Estratto del documento »
====

L’altro Nico

Gabriele Anello
Crampi Sportivi
Published in
8 min readMar 10, 2017

Si direbbe che riassumere una carriera non sia propriamente un compito facile, specie quando hai quasi trent’anni e hai già disputato sei stagioni in Formula 1. Eppure per Nico Hülkenberg basta un’Instagram story di appena 10 secondi.

Il pilota tedesco si sta preparando per la stagione 2017, con la consueta professionalità che è richiesta per un pilota di Formula 1, un mestiere che sembriamo associare ancora troppo all’istinto, quando in realtà la preparazione fisica (soprattutto quest’anno) e i briefing con gli ingegneri di pista rappresentano ormai una fetta importante del proprio successo in questo mondo.

Fisico scolpito, attitudine al sacrifico e al lavoro, Nico Hülkenberg ha faticato per arrivare sin qui. Solo che quel video di 10” non equivale ancora totalmente alla sua carriera in F1, perché la parte in cui afferra il cioccolato potrebbe arrivare solo nel giro di qualche anno. È per questo che, nell’ottobre 2016, ha annunciato il passaggio in Renault.

====

Consegna » Per favore, riporta parola per parola il passo dell'articolo su Nico Hülkenberg che comincia con "L’altro Nico" e finisce con "appena 10 secondi.".

====

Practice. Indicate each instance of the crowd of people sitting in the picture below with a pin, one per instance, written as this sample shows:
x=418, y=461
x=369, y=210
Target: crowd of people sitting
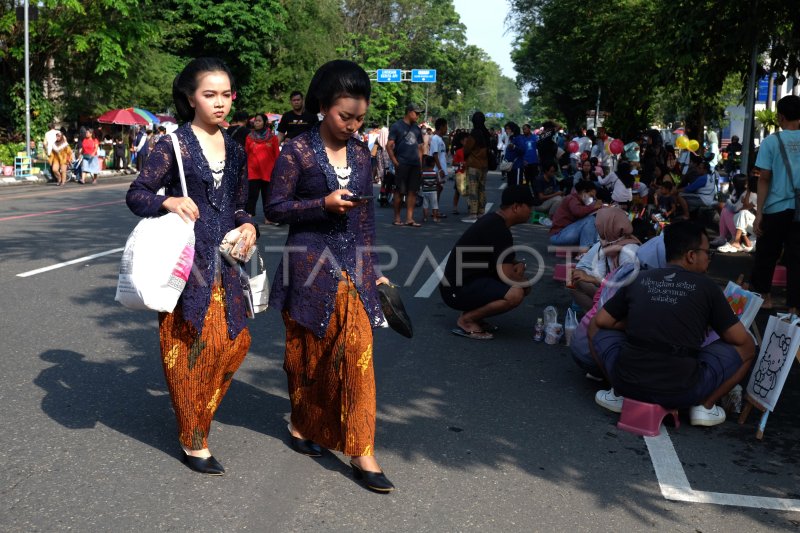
x=643, y=249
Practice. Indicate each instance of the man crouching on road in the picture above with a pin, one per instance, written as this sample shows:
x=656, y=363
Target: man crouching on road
x=482, y=277
x=648, y=337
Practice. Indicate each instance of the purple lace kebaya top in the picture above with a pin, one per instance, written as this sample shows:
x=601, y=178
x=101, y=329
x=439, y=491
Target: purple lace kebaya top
x=321, y=245
x=221, y=210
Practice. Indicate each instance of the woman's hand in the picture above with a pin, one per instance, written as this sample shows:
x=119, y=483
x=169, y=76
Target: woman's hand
x=247, y=233
x=335, y=204
x=184, y=206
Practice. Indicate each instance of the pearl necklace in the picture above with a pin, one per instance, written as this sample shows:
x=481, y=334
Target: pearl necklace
x=343, y=175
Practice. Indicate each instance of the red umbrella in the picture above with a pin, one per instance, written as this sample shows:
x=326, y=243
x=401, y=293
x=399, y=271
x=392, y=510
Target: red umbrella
x=125, y=117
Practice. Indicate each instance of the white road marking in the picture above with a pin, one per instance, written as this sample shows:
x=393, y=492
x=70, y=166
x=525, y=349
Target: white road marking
x=433, y=280
x=67, y=263
x=675, y=485
x=436, y=276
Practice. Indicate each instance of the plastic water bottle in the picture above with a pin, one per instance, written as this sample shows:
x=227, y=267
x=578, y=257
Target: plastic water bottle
x=538, y=331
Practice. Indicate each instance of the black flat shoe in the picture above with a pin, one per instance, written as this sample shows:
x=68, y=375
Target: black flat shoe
x=375, y=481
x=305, y=446
x=204, y=465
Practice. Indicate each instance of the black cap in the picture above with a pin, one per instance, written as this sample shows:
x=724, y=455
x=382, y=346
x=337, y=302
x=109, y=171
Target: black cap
x=517, y=194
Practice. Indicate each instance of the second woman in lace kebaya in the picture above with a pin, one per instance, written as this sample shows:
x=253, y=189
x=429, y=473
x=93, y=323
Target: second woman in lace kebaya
x=205, y=339
x=326, y=284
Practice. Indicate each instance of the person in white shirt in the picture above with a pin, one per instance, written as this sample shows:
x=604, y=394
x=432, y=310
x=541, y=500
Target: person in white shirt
x=438, y=150
x=50, y=139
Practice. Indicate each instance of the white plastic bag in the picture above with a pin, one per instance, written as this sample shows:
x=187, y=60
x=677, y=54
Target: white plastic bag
x=550, y=315
x=570, y=325
x=157, y=259
x=553, y=332
x=259, y=287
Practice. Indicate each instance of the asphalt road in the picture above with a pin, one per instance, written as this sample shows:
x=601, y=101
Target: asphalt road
x=501, y=435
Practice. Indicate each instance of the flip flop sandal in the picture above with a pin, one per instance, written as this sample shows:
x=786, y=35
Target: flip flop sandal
x=489, y=328
x=477, y=335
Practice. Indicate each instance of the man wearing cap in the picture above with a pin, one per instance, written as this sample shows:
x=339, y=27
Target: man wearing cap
x=483, y=277
x=405, y=150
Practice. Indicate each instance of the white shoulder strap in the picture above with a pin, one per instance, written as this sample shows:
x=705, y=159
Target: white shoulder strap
x=177, y=148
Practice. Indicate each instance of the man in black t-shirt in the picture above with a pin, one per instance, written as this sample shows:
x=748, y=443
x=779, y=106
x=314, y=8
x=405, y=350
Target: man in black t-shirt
x=405, y=150
x=296, y=121
x=649, y=336
x=482, y=277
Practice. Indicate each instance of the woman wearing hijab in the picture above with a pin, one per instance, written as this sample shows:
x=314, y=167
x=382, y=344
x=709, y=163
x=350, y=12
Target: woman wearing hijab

====

Risposta scritta »
L’altro Nico

Gabriele Anello
Crampi Sportivi
Published in
8 min readMar 10, 2017

Si direbbe che riassumere una carriera non sia propriamente un compito facile, specie quando hai quasi trent’anni e hai già disputato sei stagioni in Formula 1. Eppure per Nico Hülkenberg basta un’Instagram story di appena 10 secondi.